TASK PROMPT: Update these entries by replacing every "rough mask" with "coarse mask" and leaving everything else unchanged.

ENTRIES PROVIDED:
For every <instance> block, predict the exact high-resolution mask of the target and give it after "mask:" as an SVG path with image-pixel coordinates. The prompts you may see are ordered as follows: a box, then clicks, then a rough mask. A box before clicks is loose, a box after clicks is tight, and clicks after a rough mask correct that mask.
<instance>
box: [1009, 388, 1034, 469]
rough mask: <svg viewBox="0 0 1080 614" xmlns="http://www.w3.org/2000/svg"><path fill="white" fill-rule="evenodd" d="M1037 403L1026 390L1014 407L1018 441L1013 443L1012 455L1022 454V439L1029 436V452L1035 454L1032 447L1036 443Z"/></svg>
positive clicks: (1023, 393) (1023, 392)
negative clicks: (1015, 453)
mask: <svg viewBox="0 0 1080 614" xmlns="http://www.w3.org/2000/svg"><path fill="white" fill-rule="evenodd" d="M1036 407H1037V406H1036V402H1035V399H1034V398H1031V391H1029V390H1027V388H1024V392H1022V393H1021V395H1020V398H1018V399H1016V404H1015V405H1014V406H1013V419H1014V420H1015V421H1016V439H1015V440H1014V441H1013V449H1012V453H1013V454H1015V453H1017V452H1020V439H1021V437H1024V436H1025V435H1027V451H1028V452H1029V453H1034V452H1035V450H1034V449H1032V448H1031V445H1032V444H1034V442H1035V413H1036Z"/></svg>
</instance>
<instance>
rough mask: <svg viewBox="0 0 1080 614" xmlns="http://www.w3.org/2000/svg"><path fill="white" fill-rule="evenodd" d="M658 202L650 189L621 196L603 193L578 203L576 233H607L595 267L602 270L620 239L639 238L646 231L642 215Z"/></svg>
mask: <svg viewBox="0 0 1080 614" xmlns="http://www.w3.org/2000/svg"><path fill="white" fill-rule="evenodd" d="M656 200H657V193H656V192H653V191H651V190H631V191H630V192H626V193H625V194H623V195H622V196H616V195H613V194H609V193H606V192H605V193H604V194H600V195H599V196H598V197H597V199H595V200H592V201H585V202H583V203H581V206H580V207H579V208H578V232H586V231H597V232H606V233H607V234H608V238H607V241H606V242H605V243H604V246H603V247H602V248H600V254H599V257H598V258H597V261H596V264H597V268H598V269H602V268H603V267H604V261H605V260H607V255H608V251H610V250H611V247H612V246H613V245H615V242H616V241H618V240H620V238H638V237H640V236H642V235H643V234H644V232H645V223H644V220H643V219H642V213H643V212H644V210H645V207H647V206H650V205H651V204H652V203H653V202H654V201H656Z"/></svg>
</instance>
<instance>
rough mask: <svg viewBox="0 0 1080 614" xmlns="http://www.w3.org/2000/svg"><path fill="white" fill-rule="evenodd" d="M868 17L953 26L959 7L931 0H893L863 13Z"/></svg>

SOLUTION:
For every <instance> block, predict the exact high-resolution mask of the target and give it after "mask:" as an SVG path with image-pixel coordinates. The prompts you may see are ordered as follows: a box, then clicks, then a coarse mask. A box before clicks is loose, a box after clicks is tight, and clicks after a coarse mask correct that mask.
<instance>
box: [1009, 388, 1034, 469]
coarse mask: <svg viewBox="0 0 1080 614" xmlns="http://www.w3.org/2000/svg"><path fill="white" fill-rule="evenodd" d="M1037 403L1026 390L1014 407L1018 441L1013 443L1012 455L1022 454V439L1029 436V452L1035 454L1032 447L1036 443Z"/></svg>
positive clicks: (1023, 393) (1023, 392)
negative clicks: (1015, 453)
mask: <svg viewBox="0 0 1080 614" xmlns="http://www.w3.org/2000/svg"><path fill="white" fill-rule="evenodd" d="M1036 407H1037V406H1036V402H1035V399H1034V398H1031V391H1029V390H1027V388H1024V392H1022V393H1021V395H1020V398H1018V399H1016V404H1015V405H1014V406H1013V419H1014V420H1015V421H1016V439H1015V440H1014V441H1013V449H1012V453H1013V454H1015V453H1017V452H1020V439H1021V437H1024V436H1025V435H1027V451H1028V452H1029V453H1034V452H1035V450H1034V449H1032V448H1031V445H1032V444H1034V442H1035V413H1036Z"/></svg>
</instance>
<instance>
coarse mask: <svg viewBox="0 0 1080 614" xmlns="http://www.w3.org/2000/svg"><path fill="white" fill-rule="evenodd" d="M658 202L650 189L621 196L603 193L578 203L576 233H607L595 267L602 270L620 239L639 238L646 231L642 215Z"/></svg>
mask: <svg viewBox="0 0 1080 614" xmlns="http://www.w3.org/2000/svg"><path fill="white" fill-rule="evenodd" d="M656 200H657V193H656V192H653V191H651V190H631V191H630V192H626V193H625V194H623V195H622V196H616V195H613V194H609V193H606V192H605V193H604V194H600V195H599V196H598V197H597V199H595V200H592V201H585V202H583V203H581V206H580V207H579V208H578V232H586V231H597V232H606V233H607V234H608V238H607V241H606V242H605V243H604V246H603V247H602V248H600V254H599V257H598V258H597V261H596V264H597V268H598V269H602V268H603V267H604V261H605V260H607V255H608V251H610V250H611V247H612V246H613V245H615V242H616V241H618V240H620V238H638V237H640V236H642V235H643V234H644V232H645V223H644V220H643V219H642V213H643V212H644V210H645V207H647V206H650V205H651V204H652V203H653V202H654V201H656Z"/></svg>
</instance>
<instance>
coarse mask: <svg viewBox="0 0 1080 614" xmlns="http://www.w3.org/2000/svg"><path fill="white" fill-rule="evenodd" d="M868 17L953 26L959 7L931 0H893L863 13Z"/></svg>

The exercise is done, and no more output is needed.